## What is being asked
Each record that follows goes into your reply unchanged; the pictures do not.

## Given records

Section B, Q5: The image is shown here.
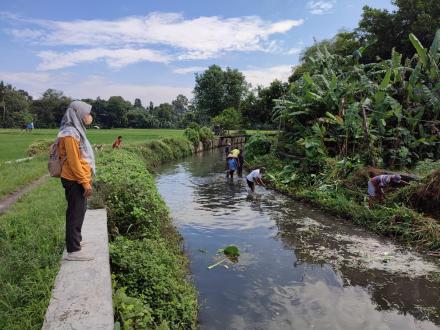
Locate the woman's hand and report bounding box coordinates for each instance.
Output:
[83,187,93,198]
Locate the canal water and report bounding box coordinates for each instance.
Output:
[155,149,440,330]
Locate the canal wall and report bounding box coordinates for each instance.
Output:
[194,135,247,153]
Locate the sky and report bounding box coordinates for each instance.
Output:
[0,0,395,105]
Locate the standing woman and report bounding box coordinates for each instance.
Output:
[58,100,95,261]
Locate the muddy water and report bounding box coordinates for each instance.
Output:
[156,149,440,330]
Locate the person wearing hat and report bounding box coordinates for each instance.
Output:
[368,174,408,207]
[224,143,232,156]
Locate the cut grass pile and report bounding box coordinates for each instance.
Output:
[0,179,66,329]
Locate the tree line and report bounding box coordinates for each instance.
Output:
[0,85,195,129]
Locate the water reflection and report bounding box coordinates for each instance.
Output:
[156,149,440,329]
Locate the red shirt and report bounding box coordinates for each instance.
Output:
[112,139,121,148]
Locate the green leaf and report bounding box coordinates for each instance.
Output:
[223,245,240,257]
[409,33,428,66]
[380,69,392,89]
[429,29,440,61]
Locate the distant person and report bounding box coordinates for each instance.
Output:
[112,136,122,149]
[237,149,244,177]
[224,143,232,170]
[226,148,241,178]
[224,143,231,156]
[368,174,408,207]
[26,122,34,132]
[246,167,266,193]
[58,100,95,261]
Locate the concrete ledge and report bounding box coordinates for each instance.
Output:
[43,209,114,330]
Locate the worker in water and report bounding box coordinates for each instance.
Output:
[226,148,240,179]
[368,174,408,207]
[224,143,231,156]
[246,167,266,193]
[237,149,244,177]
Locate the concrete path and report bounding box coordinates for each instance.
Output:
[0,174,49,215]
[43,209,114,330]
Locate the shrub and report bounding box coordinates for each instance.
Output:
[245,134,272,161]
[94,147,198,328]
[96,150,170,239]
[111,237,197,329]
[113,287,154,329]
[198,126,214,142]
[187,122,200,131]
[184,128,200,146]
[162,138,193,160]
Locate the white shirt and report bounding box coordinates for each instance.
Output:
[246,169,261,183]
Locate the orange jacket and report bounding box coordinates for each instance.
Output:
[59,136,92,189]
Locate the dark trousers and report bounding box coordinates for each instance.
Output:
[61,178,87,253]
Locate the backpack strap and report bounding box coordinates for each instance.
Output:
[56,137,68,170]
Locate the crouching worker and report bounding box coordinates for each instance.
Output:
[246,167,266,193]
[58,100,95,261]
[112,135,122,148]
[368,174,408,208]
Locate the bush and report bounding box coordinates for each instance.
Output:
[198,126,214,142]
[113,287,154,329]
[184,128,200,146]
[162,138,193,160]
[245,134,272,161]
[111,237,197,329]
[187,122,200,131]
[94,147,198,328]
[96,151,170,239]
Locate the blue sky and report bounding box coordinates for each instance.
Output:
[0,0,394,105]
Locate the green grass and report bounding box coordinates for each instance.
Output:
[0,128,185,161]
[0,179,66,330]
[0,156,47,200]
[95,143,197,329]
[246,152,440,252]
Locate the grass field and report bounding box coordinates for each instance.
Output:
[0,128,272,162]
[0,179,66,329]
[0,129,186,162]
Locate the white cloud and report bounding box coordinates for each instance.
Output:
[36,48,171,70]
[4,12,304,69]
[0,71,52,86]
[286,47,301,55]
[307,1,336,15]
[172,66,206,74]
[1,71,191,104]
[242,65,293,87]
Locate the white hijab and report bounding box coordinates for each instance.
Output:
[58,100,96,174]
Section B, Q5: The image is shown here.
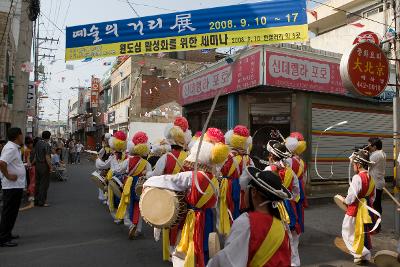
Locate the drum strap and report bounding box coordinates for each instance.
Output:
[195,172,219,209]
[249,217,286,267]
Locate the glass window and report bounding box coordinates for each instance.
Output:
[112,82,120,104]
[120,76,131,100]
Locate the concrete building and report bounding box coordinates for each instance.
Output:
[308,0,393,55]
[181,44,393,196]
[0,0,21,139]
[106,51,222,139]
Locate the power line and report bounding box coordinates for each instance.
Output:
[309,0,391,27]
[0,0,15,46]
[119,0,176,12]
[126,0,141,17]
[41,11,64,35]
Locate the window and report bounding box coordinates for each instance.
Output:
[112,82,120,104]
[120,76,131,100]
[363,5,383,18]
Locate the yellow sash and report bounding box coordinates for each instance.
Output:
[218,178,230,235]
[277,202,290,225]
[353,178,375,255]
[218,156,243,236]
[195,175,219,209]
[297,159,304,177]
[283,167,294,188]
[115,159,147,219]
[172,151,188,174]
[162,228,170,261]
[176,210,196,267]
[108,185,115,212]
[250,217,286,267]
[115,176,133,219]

## Task answer
Section B, Q5: The image is shown here.
Locate the woman's hand and report bounding box coordinates for each instance.
Output:
[83,187,93,198]
Locate the canal water and report bounding box coordinates for each instance.
Output:
[155,149,440,330]
Locate the canal wall and report bounding box coordinates for each instance.
Output:
[194,135,247,153]
Locate the sky and report bounding box coordinates for each instance.
Output:
[0,0,395,105]
Locate the standing woman and report bounding box coordinates for each instance.
Output:
[58,100,95,261]
Locate the muddy water and report bounding box coordinates for each instance.
Output:
[156,149,440,330]
Locate the person wearing hat and report bounding box coordinates for each instance.
Output:
[368,174,408,207]
[224,143,232,156]
Locate the cut grass pile and report bounding box coordinates for each instance.
Output:
[0,179,66,329]
Locate the tree line and report bounding box coordinates for each instance.
Output:
[0,85,195,129]
Locate the water reflection and report bounding box coordinates for each instance.
Output:
[156,149,440,329]
Locate the red shirt and report bounding box coordinates for each instance.
Output:
[112,139,121,148]
Locate the green leaf and report bounding box coordinates for each instance.
Output:
[223,245,240,257]
[409,33,428,66]
[380,69,392,89]
[429,29,440,61]
Locate the distant person and report bounding box coordinates for each instance.
Output:
[112,136,122,149]
[237,149,244,177]
[224,143,232,170]
[226,148,241,178]
[224,143,231,156]
[368,174,408,207]
[26,122,34,132]
[246,167,266,193]
[58,100,95,261]
Locate the concrete ledge and report bounding box coordinates for each instance.
Output:
[43,209,114,330]
Locate the worker in water and report bounding box coordinates for each instance.
Output:
[226,148,240,179]
[368,174,408,207]
[224,143,231,156]
[246,167,266,193]
[237,149,244,177]
Locate the concrete path and report bounding box coordinates for each instance.
Output:
[0,174,49,215]
[43,209,114,330]
Locate the shrub and report bounding box coordinates for each instance.
Output:
[245,134,272,161]
[94,147,198,328]
[96,150,170,239]
[111,237,197,329]
[113,287,154,329]
[198,126,214,142]
[187,122,200,131]
[184,128,200,146]
[162,138,193,160]
Locate the white shirt and report bounding box coordinates for each instance.
Output:
[246,169,261,183]
Locate the orange jacket and report bounding box coordinates for each instance.
Output:
[59,136,92,189]
Locate the dark trousers and report bounding box coordinates for each instance.
Output:
[61,178,87,253]
Locate the backpack strap and report bounding box coordinates for each instance.
Output:
[56,137,68,170]
Locate the crouching worker and report bounding box coordinates for each instance.
Output:
[246,167,266,193]
[58,100,95,261]
[112,135,122,148]
[368,174,408,208]
Locate the bush and report bounding box coordinates for each instance.
Output:
[198,126,214,142]
[113,287,154,329]
[184,128,200,146]
[162,138,193,160]
[245,134,272,161]
[111,237,197,329]
[187,122,200,131]
[94,147,198,328]
[96,151,170,239]
Locate the blue sky and report bounding box coordinates for each instance.
Output:
[0,0,394,105]
Locate the green grass and report bounding box coordinates for each instance.
Output:
[0,128,185,161]
[0,179,66,330]
[0,156,47,200]
[95,143,197,329]
[246,152,440,252]
Locate the grass field and report bounding box coordinates for each instance.
Output:
[0,128,272,162]
[0,179,66,329]
[0,129,186,162]
Locate the white cloud and report bounding box coordinates for each instance.
Output:
[36,48,171,70]
[4,12,304,69]
[0,71,52,86]
[286,47,301,55]
[307,1,336,15]
[172,66,206,74]
[1,71,191,104]
[242,65,293,87]
Locate the white hijab and report bounding box coordinates for each instance.
Output:
[58,100,96,174]
Section B, Q5: The image is shown here.
Locate the drum strap and report bounding box coordinates for each instance.
Output:
[195,172,219,209]
[249,217,286,267]
Locate the glass window and report bounding box coordinates for each instance.
Output:
[112,82,120,104]
[120,76,131,100]
Locate the concrete building and report bounding box coordinates for each instance.
Output:
[308,0,393,55]
[181,44,393,196]
[0,0,21,139]
[106,51,222,139]
Locate the power line and report bounding box coordinates for each instance.
Output:
[309,0,391,27]
[0,0,15,46]
[119,0,176,12]
[126,0,141,17]
[41,11,64,35]
Locate the window and report bounding box coordinates for each instance.
Output:
[112,82,120,104]
[120,76,131,100]
[363,5,383,18]
Locate the yellow sash and report bounding box coordinates for each instance.
Output:
[218,178,230,235]
[277,202,290,225]
[353,178,375,255]
[218,156,243,236]
[195,175,219,209]
[297,159,304,177]
[283,167,294,188]
[115,159,147,219]
[172,151,188,174]
[162,228,170,261]
[176,210,196,267]
[108,185,115,212]
[250,217,286,267]
[115,176,133,219]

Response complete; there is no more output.